> _Exercise instructions_: List every line of the data that contains the word "green", copying each one in full. Matches must have the same capitalization.

————

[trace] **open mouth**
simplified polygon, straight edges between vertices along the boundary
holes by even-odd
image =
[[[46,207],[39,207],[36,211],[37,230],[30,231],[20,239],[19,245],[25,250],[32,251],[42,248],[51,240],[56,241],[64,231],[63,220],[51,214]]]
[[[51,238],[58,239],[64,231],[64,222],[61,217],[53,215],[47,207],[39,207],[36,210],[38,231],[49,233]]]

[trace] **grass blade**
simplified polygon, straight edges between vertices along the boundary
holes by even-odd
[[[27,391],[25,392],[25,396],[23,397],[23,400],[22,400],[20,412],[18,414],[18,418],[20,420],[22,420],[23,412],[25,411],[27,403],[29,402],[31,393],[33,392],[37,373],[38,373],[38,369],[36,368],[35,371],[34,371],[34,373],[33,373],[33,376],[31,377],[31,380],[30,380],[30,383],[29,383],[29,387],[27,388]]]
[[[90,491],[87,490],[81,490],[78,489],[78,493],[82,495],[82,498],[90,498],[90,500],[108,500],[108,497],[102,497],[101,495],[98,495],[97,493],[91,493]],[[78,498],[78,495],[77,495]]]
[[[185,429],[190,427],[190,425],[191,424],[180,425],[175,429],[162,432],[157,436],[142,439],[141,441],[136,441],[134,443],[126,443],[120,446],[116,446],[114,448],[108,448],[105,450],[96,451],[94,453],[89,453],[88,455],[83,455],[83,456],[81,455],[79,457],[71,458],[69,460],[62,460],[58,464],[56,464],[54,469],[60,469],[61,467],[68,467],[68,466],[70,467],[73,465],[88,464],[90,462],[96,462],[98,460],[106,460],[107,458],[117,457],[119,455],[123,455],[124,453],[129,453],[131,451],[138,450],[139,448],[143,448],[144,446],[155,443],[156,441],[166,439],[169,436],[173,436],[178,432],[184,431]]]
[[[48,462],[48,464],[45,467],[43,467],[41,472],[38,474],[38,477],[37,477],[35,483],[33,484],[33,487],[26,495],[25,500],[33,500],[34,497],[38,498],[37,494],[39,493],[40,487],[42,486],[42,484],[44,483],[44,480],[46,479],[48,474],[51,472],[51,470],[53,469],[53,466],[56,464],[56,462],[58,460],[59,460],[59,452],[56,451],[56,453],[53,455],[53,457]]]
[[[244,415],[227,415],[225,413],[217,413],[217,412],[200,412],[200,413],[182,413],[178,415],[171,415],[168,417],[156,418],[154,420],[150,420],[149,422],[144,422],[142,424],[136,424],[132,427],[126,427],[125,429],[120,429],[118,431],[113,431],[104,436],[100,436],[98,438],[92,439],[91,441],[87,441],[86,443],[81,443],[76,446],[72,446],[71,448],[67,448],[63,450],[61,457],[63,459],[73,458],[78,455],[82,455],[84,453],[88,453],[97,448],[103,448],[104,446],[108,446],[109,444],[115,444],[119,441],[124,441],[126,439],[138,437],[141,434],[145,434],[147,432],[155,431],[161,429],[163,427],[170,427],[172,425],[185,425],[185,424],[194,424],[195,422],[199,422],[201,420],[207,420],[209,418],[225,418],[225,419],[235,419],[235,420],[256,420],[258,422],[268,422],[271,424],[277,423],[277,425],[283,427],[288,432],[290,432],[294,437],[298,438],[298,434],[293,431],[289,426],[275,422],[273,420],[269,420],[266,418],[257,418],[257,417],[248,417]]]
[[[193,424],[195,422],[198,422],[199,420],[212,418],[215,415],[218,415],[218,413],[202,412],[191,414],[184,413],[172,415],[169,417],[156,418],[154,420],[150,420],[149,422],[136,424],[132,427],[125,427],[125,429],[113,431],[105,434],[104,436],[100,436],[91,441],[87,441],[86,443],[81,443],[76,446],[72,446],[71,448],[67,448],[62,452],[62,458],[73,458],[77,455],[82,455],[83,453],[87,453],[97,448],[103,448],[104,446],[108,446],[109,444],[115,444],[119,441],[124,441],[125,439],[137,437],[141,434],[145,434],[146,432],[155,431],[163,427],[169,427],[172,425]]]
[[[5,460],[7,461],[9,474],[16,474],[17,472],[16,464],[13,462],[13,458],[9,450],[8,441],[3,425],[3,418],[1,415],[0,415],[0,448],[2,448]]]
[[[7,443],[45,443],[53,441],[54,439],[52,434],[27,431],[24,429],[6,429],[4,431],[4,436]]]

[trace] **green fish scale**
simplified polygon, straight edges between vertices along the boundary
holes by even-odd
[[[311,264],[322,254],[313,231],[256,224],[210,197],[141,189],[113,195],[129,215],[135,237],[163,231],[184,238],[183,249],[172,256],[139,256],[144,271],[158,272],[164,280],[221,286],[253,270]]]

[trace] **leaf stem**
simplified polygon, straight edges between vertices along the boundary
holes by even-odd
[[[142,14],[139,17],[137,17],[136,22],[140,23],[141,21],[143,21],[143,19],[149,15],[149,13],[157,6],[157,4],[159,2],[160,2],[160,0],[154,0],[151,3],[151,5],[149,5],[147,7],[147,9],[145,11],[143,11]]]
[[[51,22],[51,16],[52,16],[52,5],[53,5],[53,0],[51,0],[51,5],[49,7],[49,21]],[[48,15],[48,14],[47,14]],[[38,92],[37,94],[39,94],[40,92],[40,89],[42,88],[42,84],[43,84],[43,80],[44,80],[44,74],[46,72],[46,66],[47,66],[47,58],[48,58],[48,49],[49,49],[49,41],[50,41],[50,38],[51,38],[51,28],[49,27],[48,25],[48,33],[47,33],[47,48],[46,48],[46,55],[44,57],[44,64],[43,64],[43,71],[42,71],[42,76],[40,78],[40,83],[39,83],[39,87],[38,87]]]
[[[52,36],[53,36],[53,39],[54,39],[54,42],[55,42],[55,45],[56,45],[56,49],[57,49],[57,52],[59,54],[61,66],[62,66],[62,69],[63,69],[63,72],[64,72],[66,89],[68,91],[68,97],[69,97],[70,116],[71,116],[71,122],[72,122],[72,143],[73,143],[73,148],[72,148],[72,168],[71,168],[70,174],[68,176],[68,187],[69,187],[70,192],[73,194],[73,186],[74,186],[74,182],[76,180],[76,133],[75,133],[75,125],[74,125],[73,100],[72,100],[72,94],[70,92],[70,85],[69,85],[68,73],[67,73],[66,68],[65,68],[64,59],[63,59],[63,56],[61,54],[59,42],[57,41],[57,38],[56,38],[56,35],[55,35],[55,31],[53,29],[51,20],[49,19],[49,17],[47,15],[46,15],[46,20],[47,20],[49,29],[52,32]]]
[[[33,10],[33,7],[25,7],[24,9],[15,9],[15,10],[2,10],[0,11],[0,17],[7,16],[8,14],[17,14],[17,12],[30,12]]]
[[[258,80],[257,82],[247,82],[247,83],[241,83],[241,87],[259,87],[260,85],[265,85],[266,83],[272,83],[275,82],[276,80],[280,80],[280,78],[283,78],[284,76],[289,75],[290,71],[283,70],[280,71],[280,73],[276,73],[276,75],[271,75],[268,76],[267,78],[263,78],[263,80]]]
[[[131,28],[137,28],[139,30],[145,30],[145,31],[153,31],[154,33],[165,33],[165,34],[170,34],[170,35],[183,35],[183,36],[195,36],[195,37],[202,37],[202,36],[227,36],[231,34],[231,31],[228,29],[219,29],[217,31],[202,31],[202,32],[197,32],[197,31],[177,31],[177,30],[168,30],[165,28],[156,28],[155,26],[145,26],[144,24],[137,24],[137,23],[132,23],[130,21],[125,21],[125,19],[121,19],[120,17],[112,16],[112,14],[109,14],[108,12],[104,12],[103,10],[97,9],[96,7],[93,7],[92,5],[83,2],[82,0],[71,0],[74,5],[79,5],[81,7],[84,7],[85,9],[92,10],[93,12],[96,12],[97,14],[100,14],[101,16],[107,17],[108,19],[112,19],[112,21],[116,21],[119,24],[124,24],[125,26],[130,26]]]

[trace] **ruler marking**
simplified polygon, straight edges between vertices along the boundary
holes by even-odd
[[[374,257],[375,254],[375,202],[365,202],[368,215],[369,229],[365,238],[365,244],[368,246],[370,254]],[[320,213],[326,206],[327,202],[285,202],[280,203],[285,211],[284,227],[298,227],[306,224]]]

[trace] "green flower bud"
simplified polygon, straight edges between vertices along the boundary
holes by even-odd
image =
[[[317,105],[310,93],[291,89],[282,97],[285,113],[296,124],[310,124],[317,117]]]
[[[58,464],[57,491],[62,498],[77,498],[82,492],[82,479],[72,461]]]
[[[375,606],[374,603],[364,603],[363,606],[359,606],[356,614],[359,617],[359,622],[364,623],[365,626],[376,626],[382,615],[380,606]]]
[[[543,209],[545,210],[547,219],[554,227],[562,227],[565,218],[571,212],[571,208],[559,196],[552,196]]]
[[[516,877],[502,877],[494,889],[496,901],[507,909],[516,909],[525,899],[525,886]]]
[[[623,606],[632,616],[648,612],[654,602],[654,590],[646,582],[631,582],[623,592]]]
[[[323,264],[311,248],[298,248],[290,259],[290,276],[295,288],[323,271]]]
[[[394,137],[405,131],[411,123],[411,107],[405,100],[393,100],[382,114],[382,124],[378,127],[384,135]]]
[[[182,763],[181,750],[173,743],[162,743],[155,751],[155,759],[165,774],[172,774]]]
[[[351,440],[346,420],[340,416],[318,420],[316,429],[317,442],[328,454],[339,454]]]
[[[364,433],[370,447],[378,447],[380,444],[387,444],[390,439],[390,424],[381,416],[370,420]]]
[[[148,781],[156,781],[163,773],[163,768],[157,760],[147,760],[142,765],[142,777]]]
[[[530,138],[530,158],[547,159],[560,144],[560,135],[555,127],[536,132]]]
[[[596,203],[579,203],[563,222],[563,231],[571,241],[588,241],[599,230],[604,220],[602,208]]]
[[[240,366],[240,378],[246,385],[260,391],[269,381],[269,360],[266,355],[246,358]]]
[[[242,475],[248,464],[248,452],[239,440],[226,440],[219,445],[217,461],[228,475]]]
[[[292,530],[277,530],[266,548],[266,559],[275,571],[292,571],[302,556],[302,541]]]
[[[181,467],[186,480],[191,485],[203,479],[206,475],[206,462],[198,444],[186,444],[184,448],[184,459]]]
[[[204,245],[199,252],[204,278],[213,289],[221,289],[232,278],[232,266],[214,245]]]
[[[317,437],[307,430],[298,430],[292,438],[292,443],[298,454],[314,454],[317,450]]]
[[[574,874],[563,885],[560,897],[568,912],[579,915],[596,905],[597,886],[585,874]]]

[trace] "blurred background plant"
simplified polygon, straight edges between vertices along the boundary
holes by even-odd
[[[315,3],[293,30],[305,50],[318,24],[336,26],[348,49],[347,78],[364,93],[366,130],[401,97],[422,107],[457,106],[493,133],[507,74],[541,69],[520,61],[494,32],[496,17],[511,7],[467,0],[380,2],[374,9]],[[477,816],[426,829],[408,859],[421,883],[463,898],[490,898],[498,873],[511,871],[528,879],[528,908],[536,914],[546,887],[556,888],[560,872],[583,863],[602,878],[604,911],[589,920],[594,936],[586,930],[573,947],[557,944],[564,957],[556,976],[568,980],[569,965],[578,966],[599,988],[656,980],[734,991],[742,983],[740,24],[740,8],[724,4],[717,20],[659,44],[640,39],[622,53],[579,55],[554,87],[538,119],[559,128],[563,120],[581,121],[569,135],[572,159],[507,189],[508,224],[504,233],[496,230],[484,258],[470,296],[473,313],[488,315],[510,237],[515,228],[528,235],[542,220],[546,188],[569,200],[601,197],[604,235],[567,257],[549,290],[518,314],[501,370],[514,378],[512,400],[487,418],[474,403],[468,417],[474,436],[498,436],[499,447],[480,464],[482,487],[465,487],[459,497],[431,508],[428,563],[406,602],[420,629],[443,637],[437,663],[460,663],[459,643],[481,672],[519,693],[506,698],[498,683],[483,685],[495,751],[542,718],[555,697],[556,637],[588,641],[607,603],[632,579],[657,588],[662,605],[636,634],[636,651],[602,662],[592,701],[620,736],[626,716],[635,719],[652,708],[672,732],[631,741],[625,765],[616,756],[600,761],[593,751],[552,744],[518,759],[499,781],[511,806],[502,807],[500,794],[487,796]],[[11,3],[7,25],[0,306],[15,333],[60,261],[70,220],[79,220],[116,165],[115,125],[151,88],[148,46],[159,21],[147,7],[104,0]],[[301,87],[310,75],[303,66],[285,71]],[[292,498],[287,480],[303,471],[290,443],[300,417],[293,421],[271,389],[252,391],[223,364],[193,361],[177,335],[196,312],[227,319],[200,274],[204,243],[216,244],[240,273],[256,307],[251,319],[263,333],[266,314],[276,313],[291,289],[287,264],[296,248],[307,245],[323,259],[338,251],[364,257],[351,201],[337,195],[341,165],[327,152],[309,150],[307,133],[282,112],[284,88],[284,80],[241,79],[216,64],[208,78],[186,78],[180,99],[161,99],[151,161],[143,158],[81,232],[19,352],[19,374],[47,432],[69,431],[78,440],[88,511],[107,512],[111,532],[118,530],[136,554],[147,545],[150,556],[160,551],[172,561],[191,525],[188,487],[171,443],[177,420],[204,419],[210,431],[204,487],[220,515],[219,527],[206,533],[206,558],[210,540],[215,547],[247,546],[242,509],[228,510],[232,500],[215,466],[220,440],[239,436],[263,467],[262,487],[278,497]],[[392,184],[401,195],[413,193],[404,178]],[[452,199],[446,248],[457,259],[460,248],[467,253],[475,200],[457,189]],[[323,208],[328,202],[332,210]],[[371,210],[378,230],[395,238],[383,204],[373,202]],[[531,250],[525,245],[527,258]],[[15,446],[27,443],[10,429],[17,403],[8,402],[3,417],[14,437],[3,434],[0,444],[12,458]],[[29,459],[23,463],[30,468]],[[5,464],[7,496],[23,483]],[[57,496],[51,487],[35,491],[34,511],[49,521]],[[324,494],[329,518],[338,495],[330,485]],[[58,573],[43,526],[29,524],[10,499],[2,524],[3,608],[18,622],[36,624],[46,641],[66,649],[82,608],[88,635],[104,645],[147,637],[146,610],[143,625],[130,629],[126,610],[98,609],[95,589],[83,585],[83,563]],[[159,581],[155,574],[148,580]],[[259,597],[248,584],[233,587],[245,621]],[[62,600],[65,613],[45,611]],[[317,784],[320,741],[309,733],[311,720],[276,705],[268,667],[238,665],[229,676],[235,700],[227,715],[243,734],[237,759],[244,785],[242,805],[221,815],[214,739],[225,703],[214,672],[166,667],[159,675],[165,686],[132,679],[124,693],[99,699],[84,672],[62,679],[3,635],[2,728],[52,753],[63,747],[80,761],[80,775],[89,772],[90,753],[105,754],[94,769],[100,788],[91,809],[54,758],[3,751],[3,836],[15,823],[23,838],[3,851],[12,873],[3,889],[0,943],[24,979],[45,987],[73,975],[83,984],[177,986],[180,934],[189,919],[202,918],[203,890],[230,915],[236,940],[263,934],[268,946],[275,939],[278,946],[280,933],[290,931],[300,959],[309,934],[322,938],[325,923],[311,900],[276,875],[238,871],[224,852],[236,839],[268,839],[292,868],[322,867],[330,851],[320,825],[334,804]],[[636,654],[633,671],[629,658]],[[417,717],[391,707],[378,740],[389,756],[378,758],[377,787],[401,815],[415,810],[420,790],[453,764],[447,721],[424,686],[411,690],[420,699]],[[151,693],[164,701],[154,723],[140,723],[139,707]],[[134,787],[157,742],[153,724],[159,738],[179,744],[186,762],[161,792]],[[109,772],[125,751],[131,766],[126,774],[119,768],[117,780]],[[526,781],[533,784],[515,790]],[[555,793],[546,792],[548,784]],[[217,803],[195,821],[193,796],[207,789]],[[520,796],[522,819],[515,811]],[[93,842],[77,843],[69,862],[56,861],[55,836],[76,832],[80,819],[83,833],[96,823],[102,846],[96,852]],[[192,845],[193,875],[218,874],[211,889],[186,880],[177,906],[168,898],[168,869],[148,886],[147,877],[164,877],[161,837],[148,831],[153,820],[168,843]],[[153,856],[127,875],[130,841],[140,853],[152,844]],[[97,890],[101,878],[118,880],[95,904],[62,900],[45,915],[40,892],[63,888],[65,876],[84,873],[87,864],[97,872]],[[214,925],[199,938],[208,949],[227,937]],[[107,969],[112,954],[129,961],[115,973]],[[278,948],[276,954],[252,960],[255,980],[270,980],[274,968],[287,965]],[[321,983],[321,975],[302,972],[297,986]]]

————

> _Reply_:
[trace] **green fish scale**
[trace] "green flower bud"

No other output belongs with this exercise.